▸ **Stored data**
--- start ---

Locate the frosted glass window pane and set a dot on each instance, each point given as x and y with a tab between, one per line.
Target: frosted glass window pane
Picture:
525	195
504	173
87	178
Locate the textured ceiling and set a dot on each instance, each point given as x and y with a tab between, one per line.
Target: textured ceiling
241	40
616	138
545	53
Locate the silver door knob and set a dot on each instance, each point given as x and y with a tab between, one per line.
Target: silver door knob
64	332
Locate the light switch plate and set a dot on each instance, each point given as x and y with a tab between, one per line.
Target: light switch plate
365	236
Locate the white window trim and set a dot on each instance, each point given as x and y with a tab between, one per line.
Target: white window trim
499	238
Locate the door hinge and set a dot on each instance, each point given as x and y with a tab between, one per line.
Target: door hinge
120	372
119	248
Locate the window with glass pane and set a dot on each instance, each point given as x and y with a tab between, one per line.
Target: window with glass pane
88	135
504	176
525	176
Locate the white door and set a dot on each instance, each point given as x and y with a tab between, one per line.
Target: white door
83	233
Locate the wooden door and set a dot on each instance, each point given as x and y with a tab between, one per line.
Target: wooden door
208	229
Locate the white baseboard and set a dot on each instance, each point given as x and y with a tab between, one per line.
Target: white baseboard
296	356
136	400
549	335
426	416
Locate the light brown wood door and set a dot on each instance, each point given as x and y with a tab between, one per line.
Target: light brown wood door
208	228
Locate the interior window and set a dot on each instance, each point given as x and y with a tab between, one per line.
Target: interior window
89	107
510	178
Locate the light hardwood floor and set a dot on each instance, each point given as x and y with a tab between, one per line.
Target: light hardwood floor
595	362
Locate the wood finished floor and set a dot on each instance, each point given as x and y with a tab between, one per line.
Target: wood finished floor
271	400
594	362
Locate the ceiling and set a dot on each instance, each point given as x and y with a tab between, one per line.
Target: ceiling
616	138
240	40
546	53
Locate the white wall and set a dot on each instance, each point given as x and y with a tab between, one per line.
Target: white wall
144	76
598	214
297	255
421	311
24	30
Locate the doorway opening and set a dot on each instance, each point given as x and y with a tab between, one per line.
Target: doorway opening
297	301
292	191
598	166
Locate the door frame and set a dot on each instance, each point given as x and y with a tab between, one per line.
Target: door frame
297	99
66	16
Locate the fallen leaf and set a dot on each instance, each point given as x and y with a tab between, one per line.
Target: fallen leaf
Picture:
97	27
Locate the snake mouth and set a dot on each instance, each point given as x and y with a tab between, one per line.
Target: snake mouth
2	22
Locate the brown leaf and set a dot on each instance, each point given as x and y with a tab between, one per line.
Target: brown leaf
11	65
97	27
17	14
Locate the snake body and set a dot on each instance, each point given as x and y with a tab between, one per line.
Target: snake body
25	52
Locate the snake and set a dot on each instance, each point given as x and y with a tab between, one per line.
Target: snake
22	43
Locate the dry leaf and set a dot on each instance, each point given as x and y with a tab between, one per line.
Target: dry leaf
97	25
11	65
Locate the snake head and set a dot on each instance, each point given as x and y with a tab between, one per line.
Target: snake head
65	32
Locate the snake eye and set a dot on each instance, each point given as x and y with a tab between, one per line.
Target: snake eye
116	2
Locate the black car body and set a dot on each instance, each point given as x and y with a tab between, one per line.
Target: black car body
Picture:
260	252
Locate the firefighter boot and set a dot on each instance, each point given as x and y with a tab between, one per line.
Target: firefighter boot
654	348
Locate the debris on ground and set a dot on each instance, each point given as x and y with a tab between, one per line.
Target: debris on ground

--- end ---

Reproduce the rows starting with the line containing "Locate the black" and continuing through the end of the rows, substituting "rescue boot" for "firefighter boot" and leaving everything else unchanged.

▸ **Completed exercise**
Locate the black car body and set a dot on each instance, each point given as x and y with a tab between, one per line.
Target: black car body
Picture:
260	252
Locate the rescue boot and set a dot on each instance, each point given as x and y with a tab between, one per line.
Target: rescue boot
654	348
Locate the debris on ground and set a dot on each instance, each point given as x and y with a tab between, one per line.
Target: debris on ground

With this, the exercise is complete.